W3C home > Mailing lists > Public > public-digipub-ig@w3.org > February 2016

Re: [dpub-loc] 20160217 minutes

From: Romain <rdeltour@gmail.com>
Date: Thu, 18 Feb 2016 18:23:43 +0100
Cc: Daniel Weck <daniel.weck@gmail.com>, Leonard Rosenthol <lrosenth@adobe.com>, W3C Digital Publishing IG <public-digipub-ig@w3.org>
Message-Id: <6B0D15D4-96B4-4B49-8975-96AF37F988AD@gmail.com>
To: Ivan Herman <ivan@w3.org>

> On 18 Feb 2016, at 17:59, Ivan Herman <ivan@w3.org> wrote:
>> On 18 Feb 2016, at 16:40, Romain <rdeltour@gmail.com> wrote:
>> Also, I don't think that Lp and Lu are part of M (correct?), so do we agree about extending the statement to :
>> "The answer to HTTP Get http://book.org/published-books/1 must make M, Lp, and Lu available to the PWP Processor".

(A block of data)
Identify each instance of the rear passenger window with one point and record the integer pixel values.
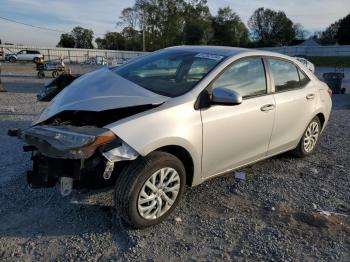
(304, 80)
(247, 77)
(285, 75)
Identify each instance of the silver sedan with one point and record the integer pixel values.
(175, 117)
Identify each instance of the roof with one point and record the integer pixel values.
(218, 50)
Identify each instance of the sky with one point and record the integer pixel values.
(101, 15)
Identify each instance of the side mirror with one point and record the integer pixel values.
(224, 96)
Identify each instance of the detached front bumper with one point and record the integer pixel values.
(72, 156)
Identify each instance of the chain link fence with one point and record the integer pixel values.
(75, 55)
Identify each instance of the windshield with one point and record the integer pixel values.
(171, 72)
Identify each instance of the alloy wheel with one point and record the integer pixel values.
(311, 136)
(158, 193)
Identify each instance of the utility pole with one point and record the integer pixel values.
(143, 32)
(143, 40)
(2, 89)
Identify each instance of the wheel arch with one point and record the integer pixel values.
(322, 119)
(184, 156)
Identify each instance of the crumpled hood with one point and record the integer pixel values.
(98, 91)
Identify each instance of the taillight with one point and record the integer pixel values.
(330, 92)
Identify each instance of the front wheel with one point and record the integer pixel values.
(309, 140)
(148, 189)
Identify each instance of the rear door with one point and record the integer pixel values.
(239, 134)
(295, 99)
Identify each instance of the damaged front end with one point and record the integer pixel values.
(73, 156)
(68, 141)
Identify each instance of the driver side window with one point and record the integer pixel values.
(247, 77)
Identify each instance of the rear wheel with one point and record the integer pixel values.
(309, 140)
(55, 74)
(41, 74)
(148, 189)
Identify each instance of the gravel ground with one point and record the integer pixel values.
(274, 214)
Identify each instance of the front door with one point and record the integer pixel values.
(240, 134)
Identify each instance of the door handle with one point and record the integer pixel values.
(267, 107)
(310, 96)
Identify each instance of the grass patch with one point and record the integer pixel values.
(332, 61)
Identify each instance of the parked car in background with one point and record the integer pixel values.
(175, 117)
(24, 55)
(306, 63)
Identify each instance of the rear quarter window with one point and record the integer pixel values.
(285, 75)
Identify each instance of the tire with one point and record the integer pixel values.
(304, 148)
(55, 74)
(41, 74)
(131, 189)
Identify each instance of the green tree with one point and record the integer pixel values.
(83, 37)
(228, 29)
(271, 27)
(66, 40)
(343, 34)
(329, 36)
(197, 28)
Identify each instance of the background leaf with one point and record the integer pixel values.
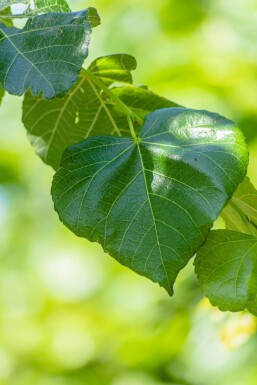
(30, 60)
(87, 109)
(44, 6)
(226, 267)
(151, 204)
(6, 3)
(241, 212)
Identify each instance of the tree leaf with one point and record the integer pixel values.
(6, 3)
(151, 202)
(226, 267)
(44, 6)
(241, 212)
(87, 109)
(46, 55)
(1, 94)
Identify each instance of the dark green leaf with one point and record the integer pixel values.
(151, 202)
(241, 212)
(226, 267)
(46, 55)
(86, 110)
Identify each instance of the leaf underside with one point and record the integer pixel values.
(151, 204)
(226, 267)
(46, 56)
(86, 110)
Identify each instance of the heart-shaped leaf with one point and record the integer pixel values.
(46, 55)
(87, 109)
(151, 202)
(226, 267)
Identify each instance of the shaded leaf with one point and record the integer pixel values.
(150, 203)
(241, 212)
(226, 267)
(87, 110)
(46, 55)
(44, 6)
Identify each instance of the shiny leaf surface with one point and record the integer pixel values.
(46, 56)
(151, 202)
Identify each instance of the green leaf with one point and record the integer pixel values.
(45, 6)
(46, 55)
(1, 94)
(6, 3)
(88, 109)
(226, 267)
(150, 203)
(241, 212)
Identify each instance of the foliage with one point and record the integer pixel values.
(149, 199)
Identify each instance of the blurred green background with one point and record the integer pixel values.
(70, 315)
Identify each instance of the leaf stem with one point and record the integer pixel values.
(115, 98)
(132, 130)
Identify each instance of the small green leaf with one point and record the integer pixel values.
(226, 267)
(87, 110)
(1, 94)
(45, 6)
(6, 3)
(241, 212)
(46, 55)
(151, 203)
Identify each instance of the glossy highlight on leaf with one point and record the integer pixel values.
(46, 56)
(87, 109)
(226, 267)
(151, 203)
(6, 3)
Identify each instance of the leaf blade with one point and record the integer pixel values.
(226, 268)
(150, 204)
(33, 50)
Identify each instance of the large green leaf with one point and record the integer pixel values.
(46, 55)
(87, 109)
(226, 268)
(151, 202)
(241, 212)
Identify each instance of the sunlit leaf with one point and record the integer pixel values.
(151, 202)
(241, 212)
(44, 6)
(86, 110)
(6, 3)
(226, 267)
(46, 55)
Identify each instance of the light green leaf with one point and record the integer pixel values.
(151, 202)
(46, 55)
(226, 267)
(241, 212)
(88, 109)
(1, 94)
(6, 3)
(44, 6)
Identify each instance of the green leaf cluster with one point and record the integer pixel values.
(136, 172)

• _SHORT TASK_: Echo the whole mailing list message word for word. The records have no role here.

• _TASK RESULT_:
W3C home > Mailing lists > Public > public-digipub-ig@w3.org > February 2016

Re: [dpub-loc] 20160217 minutes

From: Romain <rdeltour@gmail.com>
Date: Thu, 18 Feb 2016 18:23:43 +0100
Cc: Daniel Weck <daniel.weck@gmail.com>, Leonard Rosenthol <lrosenth@adobe.com>, W3C Digital Publishing IG <public-digipub-ig@w3.org>
Message-Id: <6B0D15D4-96B4-4B49-8975-96AF37F988AD@gmail.com>
To: Ivan Herman <ivan@w3.org>

> On 18 Feb 2016, at 17:59, Ivan Herman <ivan@w3.org> wrote:
>> On 18 Feb 2016, at 16:40, Romain <rdeltour@gmail.com> wrote:
>> Also, I don't think that Lp and Lu are part of M (correct?), so do we agree about extending the statement to :
>> "The answer to HTTP Get http://book.org/published-books/1 must make M, Lp, and Lu available to the PWP Processor".